Text-to-region grounding data

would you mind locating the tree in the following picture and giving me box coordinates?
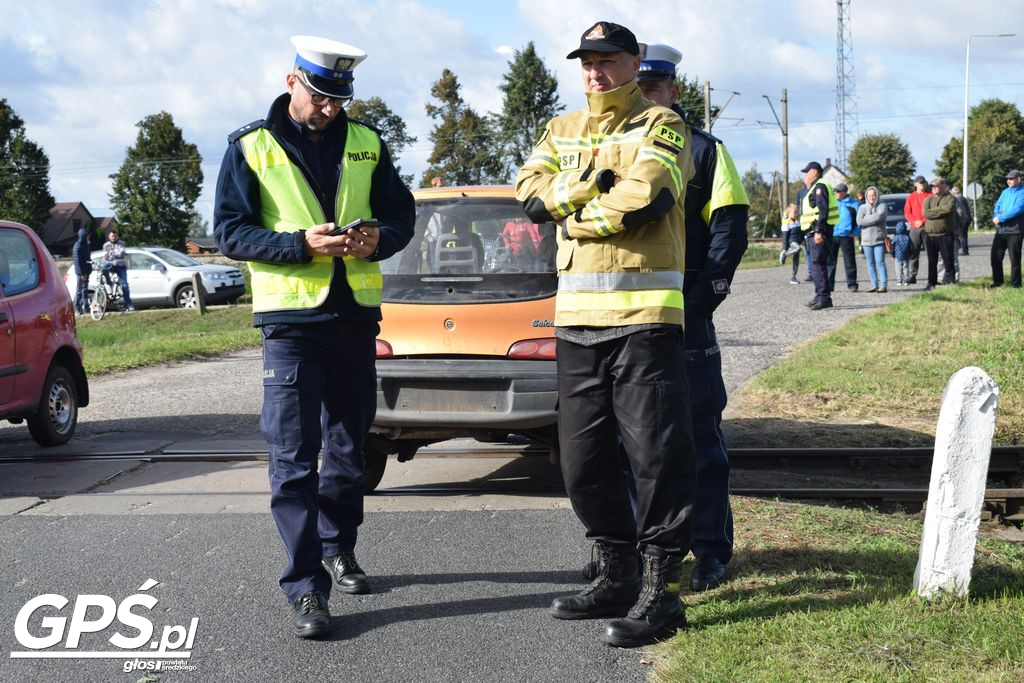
[187,211,209,239]
[673,75,718,131]
[109,111,202,250]
[741,164,782,237]
[494,42,564,182]
[422,69,502,187]
[847,133,915,194]
[0,99,55,232]
[935,98,1024,221]
[347,97,417,185]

Exercise details:
Transcribe the records verbatim and omit the images.

Solution to this problem:
would you mind locating the tree in the following picture and giving me box coordinates?
[187,211,209,239]
[673,75,718,131]
[109,111,202,250]
[741,164,782,237]
[494,42,564,182]
[422,69,502,187]
[847,133,915,194]
[0,99,55,232]
[935,98,1024,221]
[347,97,417,185]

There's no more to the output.